GOAL: Exactly reproduce the lines from the line that has "Expected: one point per instance of the woman in white" down to the last line of the entries, inclusive.

MATERIAL PROVIDED:

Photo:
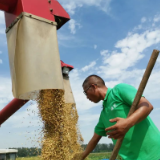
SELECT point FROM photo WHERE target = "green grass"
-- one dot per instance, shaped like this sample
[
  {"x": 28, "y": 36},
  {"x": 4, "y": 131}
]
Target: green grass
[{"x": 92, "y": 156}]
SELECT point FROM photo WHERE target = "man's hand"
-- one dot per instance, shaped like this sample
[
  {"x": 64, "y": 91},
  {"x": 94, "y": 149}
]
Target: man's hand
[{"x": 119, "y": 129}]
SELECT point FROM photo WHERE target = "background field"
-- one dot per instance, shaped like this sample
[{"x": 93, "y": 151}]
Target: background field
[{"x": 92, "y": 156}]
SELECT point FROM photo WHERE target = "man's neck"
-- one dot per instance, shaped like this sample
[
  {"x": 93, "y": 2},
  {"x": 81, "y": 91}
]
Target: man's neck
[{"x": 103, "y": 92}]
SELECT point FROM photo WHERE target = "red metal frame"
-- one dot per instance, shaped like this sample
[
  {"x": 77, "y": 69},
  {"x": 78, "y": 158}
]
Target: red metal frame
[
  {"x": 7, "y": 5},
  {"x": 47, "y": 9},
  {"x": 10, "y": 109},
  {"x": 66, "y": 65}
]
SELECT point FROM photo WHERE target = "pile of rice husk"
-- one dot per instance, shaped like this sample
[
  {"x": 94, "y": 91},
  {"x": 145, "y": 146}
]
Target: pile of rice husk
[{"x": 62, "y": 139}]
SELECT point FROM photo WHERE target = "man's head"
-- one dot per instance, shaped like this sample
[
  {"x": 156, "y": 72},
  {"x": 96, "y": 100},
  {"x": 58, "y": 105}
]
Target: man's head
[{"x": 93, "y": 86}]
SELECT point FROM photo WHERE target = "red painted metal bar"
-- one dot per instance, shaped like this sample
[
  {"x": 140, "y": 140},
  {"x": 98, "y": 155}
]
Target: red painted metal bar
[
  {"x": 48, "y": 9},
  {"x": 7, "y": 5},
  {"x": 10, "y": 109}
]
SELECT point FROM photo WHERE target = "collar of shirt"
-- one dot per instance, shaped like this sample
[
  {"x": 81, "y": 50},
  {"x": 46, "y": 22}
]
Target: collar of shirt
[{"x": 108, "y": 91}]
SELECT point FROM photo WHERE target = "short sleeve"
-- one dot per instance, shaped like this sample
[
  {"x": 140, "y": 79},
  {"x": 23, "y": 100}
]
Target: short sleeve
[
  {"x": 126, "y": 93},
  {"x": 100, "y": 129}
]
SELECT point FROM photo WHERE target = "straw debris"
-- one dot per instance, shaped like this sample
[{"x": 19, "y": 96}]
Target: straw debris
[{"x": 62, "y": 139}]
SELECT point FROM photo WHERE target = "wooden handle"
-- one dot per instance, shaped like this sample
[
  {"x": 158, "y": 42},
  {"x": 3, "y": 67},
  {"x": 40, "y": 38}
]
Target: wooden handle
[{"x": 137, "y": 97}]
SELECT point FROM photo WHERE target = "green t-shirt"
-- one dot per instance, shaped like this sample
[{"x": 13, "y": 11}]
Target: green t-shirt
[{"x": 142, "y": 141}]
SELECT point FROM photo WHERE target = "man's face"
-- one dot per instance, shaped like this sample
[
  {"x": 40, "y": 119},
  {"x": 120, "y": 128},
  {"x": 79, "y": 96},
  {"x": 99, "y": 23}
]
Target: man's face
[{"x": 92, "y": 93}]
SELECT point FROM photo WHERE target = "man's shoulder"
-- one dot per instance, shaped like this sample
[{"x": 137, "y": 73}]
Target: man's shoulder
[{"x": 121, "y": 85}]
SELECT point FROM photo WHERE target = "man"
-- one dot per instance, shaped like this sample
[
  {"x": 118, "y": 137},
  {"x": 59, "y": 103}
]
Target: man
[{"x": 142, "y": 138}]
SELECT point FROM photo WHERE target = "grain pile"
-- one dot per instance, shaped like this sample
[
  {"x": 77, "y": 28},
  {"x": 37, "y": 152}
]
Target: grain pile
[{"x": 62, "y": 139}]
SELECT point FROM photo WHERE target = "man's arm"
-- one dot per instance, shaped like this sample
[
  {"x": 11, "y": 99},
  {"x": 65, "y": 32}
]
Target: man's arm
[
  {"x": 123, "y": 125},
  {"x": 91, "y": 145}
]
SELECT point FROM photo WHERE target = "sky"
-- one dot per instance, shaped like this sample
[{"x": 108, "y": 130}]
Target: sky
[{"x": 113, "y": 39}]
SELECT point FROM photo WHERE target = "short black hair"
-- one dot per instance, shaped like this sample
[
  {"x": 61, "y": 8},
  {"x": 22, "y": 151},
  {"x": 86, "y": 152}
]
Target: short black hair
[{"x": 94, "y": 79}]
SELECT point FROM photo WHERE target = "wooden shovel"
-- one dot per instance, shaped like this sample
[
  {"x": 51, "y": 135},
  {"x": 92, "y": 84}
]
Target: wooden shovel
[{"x": 141, "y": 88}]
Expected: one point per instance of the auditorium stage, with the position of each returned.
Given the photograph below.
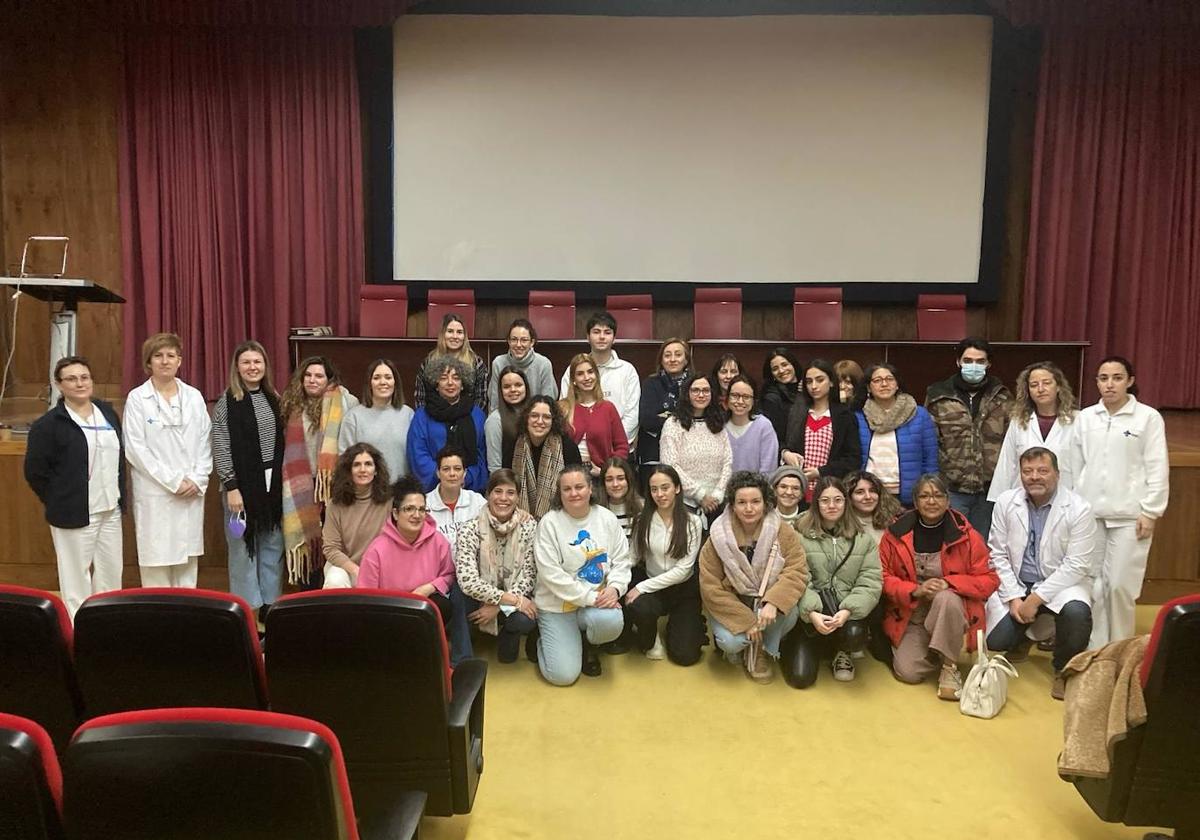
(28, 556)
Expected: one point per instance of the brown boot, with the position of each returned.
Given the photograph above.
(949, 683)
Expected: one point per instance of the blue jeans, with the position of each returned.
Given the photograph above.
(561, 647)
(259, 579)
(736, 642)
(1072, 629)
(976, 508)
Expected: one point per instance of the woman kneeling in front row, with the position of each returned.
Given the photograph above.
(582, 571)
(844, 587)
(493, 558)
(936, 579)
(751, 576)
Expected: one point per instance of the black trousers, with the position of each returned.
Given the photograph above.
(804, 648)
(685, 625)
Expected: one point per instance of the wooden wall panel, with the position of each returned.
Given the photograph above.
(59, 95)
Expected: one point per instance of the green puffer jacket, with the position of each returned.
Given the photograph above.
(858, 582)
(969, 447)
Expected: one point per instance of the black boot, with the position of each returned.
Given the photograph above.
(591, 666)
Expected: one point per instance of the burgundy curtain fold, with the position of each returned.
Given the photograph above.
(1114, 250)
(240, 191)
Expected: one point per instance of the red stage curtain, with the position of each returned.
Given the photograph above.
(1115, 222)
(240, 191)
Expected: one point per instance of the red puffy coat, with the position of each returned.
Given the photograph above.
(965, 568)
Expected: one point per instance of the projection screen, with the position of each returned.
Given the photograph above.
(833, 149)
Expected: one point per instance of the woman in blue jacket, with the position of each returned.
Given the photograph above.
(449, 417)
(898, 436)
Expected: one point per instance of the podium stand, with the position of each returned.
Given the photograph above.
(69, 292)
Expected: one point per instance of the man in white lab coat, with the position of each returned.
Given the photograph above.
(1041, 546)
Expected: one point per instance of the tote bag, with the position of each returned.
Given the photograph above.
(987, 685)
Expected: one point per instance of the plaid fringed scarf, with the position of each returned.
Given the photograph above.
(304, 492)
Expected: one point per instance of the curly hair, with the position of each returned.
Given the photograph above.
(342, 489)
(436, 364)
(745, 479)
(888, 507)
(1023, 408)
(714, 415)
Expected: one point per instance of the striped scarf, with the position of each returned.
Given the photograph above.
(303, 492)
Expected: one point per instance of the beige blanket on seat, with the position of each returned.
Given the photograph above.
(1104, 701)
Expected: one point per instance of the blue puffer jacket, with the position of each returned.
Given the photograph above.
(917, 445)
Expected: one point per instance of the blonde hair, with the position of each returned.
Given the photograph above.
(1023, 407)
(568, 403)
(237, 387)
(156, 342)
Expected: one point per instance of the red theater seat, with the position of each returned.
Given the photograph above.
(234, 774)
(162, 648)
(718, 312)
(1155, 777)
(30, 783)
(373, 666)
(450, 301)
(634, 315)
(383, 311)
(816, 313)
(37, 678)
(941, 317)
(552, 313)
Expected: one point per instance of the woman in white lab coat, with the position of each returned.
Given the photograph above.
(1043, 414)
(167, 445)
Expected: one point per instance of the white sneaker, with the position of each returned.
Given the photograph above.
(843, 667)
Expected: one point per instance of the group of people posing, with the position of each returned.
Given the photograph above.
(815, 516)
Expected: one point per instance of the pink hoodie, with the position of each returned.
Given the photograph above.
(393, 563)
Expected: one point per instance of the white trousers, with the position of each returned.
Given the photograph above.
(175, 576)
(89, 558)
(1119, 562)
(336, 577)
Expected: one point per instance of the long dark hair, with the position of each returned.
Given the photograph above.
(714, 415)
(678, 547)
(342, 489)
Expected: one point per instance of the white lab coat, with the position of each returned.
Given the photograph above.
(162, 453)
(1061, 442)
(1065, 552)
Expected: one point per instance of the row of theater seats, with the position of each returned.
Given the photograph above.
(371, 665)
(816, 313)
(187, 774)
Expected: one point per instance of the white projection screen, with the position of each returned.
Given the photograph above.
(833, 149)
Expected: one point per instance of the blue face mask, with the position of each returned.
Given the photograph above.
(973, 372)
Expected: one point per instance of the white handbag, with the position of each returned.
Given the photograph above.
(987, 685)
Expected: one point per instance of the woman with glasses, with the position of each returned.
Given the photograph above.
(539, 455)
(453, 341)
(75, 461)
(695, 443)
(936, 580)
(411, 555)
(898, 437)
(845, 582)
(822, 435)
(449, 418)
(525, 358)
(751, 436)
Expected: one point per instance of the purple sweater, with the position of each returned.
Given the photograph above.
(757, 449)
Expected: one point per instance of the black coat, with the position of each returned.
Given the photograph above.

EXERCISE SOLUTION:
Expected: one point per instance of the woman in white lab coat, with the position of each returned.
Given the photograph above.
(1043, 414)
(167, 445)
Expected: one point per instance of the white sneaker, with the position of each returned.
Given the photograph above.
(843, 667)
Expected: one point per instance of the group of people posing, with the position of each returned.
Given the photograph above.
(815, 516)
Expected: one point per instance of the pink hoodie, with the position of each returned.
Given the photograph above.
(393, 563)
Expected: one point per instance of the white trousers, with the position of each returned.
Given the photograph above.
(175, 576)
(89, 558)
(1119, 562)
(336, 577)
Expected: one point per instance of the long dark hair, with the position of each returned.
Given the photograph above.
(714, 415)
(678, 547)
(342, 489)
Expected: one point per instance of the white lab coat, with the position of each returned.
Given the photograph above.
(162, 453)
(1061, 442)
(1065, 552)
Expected: one point per instance of the row of theater seats, with the position of each returned.
Given the photograph above.
(371, 665)
(816, 313)
(187, 774)
Expected: one point per instance of the white projection screen, with the position of each returned.
Given the photograph above.
(833, 149)
Expected: one point per instance of the blue face mask, with the position of each returned.
Given the photograph above.
(973, 372)
Expected: one point per instance of the white handbag, with the position of each returned.
Given the photograph above.
(987, 685)
Expected: one point per instance of the woman with glasses, with the position of each returned.
Given the photograph above.
(539, 455)
(453, 341)
(75, 461)
(695, 443)
(936, 580)
(411, 555)
(898, 437)
(845, 582)
(822, 435)
(449, 418)
(525, 358)
(751, 436)
Expected: one point per instance of the purple sweater, with the position of each returned.
Given the photograph above.
(757, 449)
Expected: one point per instance of the black coat, with the position of each returned.
Given the photograph above.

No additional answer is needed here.